Labeled region records:
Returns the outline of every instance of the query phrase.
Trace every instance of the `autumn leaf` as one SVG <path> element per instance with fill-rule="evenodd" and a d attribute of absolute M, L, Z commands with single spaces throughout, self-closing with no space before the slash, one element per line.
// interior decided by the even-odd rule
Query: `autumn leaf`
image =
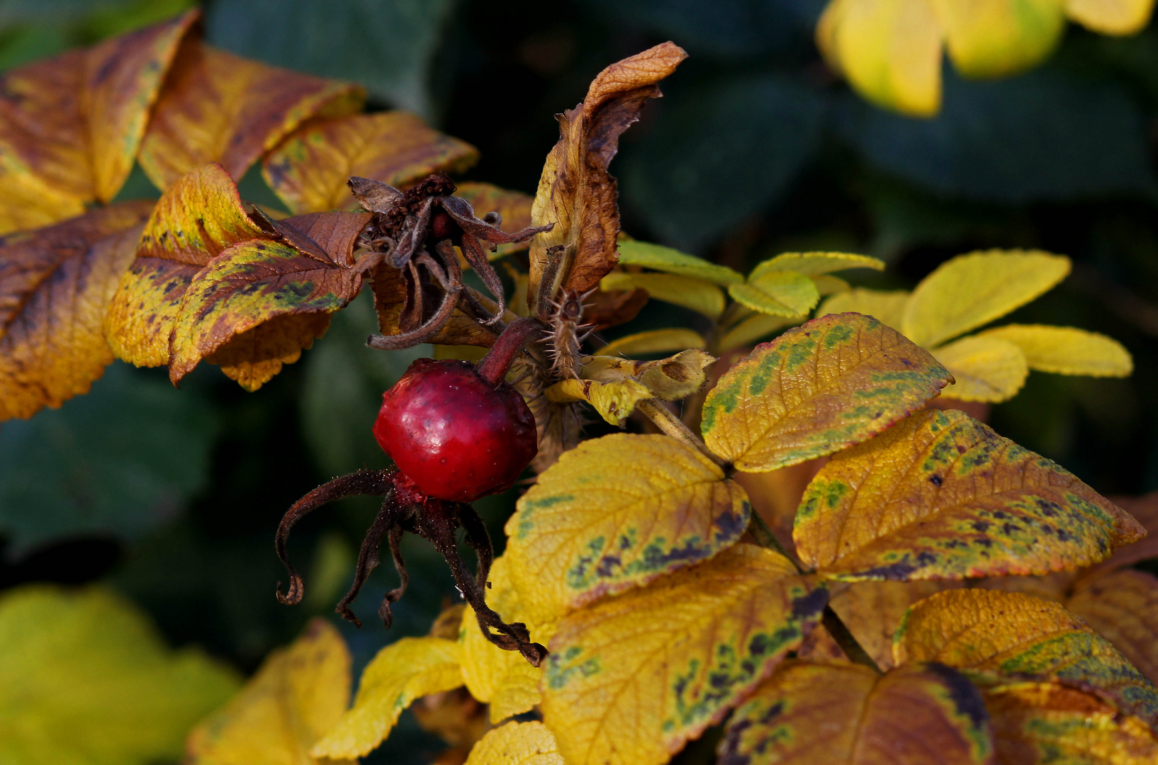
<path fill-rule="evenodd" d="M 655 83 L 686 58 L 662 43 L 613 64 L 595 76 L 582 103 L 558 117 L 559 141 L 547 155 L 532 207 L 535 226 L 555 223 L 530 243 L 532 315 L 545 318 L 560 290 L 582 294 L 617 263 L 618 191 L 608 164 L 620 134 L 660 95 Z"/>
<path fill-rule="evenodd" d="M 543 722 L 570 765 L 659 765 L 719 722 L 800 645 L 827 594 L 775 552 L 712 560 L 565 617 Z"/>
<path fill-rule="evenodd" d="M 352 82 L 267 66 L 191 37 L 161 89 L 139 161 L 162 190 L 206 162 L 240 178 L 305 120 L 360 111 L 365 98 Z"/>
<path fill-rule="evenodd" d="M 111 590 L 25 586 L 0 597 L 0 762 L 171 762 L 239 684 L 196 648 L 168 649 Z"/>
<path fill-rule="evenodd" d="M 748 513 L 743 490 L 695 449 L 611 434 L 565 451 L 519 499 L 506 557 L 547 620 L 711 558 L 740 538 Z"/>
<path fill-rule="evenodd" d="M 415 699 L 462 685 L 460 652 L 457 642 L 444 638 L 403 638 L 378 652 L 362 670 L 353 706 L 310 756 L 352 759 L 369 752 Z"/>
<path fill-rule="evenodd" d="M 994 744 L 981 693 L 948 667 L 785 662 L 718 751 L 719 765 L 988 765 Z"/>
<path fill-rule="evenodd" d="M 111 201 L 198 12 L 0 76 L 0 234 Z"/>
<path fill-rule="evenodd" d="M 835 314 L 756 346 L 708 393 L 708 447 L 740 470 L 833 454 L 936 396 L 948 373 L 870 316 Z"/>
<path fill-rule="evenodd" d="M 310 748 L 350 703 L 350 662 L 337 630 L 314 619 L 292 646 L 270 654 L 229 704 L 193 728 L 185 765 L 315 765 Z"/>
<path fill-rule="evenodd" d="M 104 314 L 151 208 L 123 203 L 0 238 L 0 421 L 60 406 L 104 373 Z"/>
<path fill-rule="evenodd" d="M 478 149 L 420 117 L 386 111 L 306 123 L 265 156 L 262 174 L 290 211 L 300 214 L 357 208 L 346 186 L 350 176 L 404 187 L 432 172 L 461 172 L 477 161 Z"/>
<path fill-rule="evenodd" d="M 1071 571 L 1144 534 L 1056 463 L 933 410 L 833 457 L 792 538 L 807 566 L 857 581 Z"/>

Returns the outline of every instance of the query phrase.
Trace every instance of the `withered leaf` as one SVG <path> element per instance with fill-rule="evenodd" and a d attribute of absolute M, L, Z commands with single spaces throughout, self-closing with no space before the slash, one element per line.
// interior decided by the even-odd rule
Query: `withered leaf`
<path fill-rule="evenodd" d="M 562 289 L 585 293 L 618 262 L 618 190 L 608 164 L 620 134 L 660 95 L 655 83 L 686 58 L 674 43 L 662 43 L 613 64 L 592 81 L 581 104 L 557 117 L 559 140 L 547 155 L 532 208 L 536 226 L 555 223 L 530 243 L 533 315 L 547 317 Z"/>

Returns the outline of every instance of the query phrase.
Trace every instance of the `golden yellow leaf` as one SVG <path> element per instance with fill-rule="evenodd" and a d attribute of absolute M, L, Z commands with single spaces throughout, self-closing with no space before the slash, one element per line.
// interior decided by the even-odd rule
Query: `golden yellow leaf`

--

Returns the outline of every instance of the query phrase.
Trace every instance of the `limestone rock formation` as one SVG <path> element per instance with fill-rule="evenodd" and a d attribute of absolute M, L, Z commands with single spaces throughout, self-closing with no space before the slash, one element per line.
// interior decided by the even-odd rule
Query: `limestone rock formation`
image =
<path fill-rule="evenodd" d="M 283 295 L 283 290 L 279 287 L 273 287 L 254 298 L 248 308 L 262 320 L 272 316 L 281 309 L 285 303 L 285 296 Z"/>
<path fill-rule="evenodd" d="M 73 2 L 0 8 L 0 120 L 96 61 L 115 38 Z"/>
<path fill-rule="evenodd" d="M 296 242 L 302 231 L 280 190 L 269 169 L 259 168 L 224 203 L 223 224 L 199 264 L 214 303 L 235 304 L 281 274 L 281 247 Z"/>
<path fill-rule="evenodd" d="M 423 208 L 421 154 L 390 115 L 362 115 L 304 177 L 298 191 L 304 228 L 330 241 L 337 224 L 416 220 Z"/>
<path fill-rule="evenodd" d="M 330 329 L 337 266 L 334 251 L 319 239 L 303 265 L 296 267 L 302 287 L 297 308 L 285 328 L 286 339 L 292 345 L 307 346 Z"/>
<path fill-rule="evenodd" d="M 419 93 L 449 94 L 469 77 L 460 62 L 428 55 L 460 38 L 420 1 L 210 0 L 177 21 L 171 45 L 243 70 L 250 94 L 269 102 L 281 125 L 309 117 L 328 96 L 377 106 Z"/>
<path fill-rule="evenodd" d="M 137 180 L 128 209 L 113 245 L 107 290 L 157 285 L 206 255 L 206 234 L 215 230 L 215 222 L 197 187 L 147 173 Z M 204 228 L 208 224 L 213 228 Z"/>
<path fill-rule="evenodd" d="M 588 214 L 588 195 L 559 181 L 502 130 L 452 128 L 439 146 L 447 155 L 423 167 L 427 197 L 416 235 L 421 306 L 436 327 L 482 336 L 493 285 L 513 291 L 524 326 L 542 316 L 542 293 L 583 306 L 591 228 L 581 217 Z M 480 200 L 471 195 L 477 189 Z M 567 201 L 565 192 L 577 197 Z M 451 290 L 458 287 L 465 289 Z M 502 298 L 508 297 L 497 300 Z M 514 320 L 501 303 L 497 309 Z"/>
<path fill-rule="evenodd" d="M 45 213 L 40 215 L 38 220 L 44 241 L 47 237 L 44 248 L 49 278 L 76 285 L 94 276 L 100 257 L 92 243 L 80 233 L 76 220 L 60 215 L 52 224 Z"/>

Stated goal: Pick out every line in the items above that contains the word "rock", matching case exactly, and copy each of those lines.

Output of the task:
Trace every instance of the `limestone rock formation` as one SVG <path> element per instance with fill-rule="evenodd" and a d attribute of absolute M, L, Z commands with single spaces throughout, self-closing with no space before the slash, one element per line.
Query: `limestone rock formation`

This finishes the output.